═════ SOURCE EXTRACT ═════
The move would grow the proportion of its total portfolio invested in emerging markets from 3.6 per cent to six per cent

Nest has unveiled plans to ramp up its investment in energy efficiency upgrades, renewables, and green buildings in a bid to slash the carbon footprint of its portfolio and take advantage of "exciting" growth areas in emerging markets, it announced yesterday on 15 December.

Kicking off the latest stage of its 2050 net-zero strategy, Nest said it planned to almost double its investment in emerging market equities from around £480m to an estimated £930m by February next year, while reducing investments in fossil fuels and carbon-intensive firms.

The move would grow the proportion of its total portfolio invested in emerging markets from 3.6 per cent to six per cent, it said, noting that such markets were set to continue outpacing growth in developed markets "driven by younger populations and a rising middle class".

The move will also take Nest's investments in dedicated "climate-aware" strategies to almost £8bn from February 2021, which would represent over half (51%) of the pension scheme's overall portfolio, up from around 45% at present.

Nest head of responsible investment Diandra Soobiah argued increasing investments in developing and green markets would help keep the pension scheme ahead of growing demand for sustainable investments and reduce climate risk across its portfolio.

Over the next 10 to 20 years countries like China and India are expected to see huge increases in urbanisation, she explained. Many emerging economies are also thinking hard about how to harness green technology to fuel their growth and leapfrog the dirtier industrialisation trends of the past. This presents opportunities for investors.

Soobiah said it was therefore "crucial" for investors to be active stewards for companies in emerging markets.

We'll encourage companies to prepare for the low carbon transition to ensure they remain attractive investments for our members, she said.
═════
(PROMPT)
Transcribe the passage on Nest's emerging-market investment plans between "Nest head of" and "members, she said.", inclusive. The material that comes next has nothing to do with this.
═════ COLLECTED DATA ═════
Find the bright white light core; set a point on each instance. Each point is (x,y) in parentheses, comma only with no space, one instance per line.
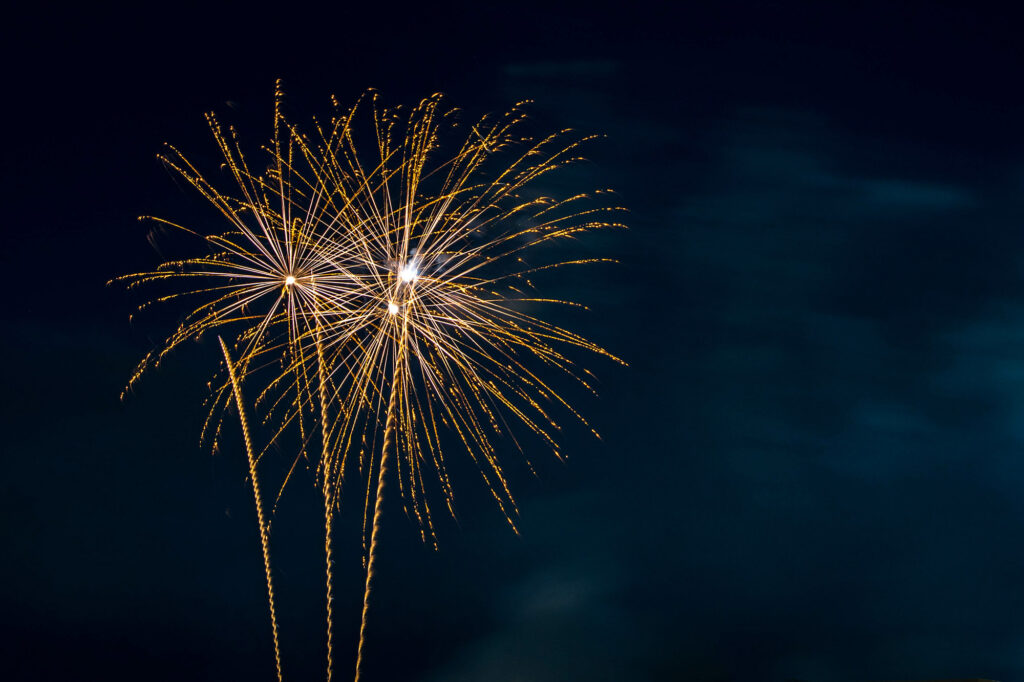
(408,272)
═════
(WRITTEN SOLUTION)
Nest head of responsible investment Diandra Soobiah argued increasing investments in developing and green markets would help keep the pension scheme ahead of growing demand for sustainable investments and reduce climate risk across its portfolio.

Over the next 10 to 20 years countries like China and India are expected to see huge increases in urbanisation, she explained. Many emerging economies are also thinking hard about how to harness green technology to fuel their growth and leapfrog the dirtier industrialisation trends of the past. This presents opportunities for investors.

Soobiah said it was therefore "crucial" for investors to be active stewards for companies in emerging markets.

We'll encourage companies to prepare for the low carbon transition to ensure they remain attractive investments for our members, she said.